══ Material to process

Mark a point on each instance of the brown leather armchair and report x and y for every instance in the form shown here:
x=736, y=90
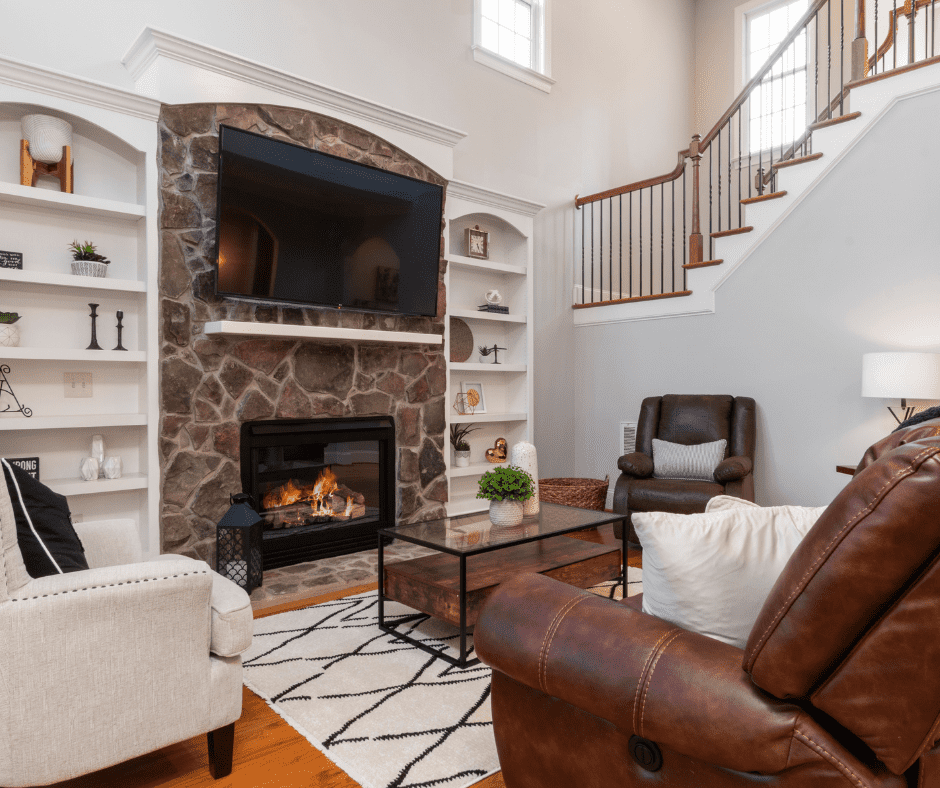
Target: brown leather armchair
x=687, y=419
x=837, y=686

════

**What this task involves:** Please retype the data exactly as it appears, but without any of its pictures.

**Written answer:**
Mark a point on each instance of the brown leather armchair and report x and y for every instance in the form shown here:
x=736, y=90
Target: brown leather armchair
x=687, y=419
x=837, y=686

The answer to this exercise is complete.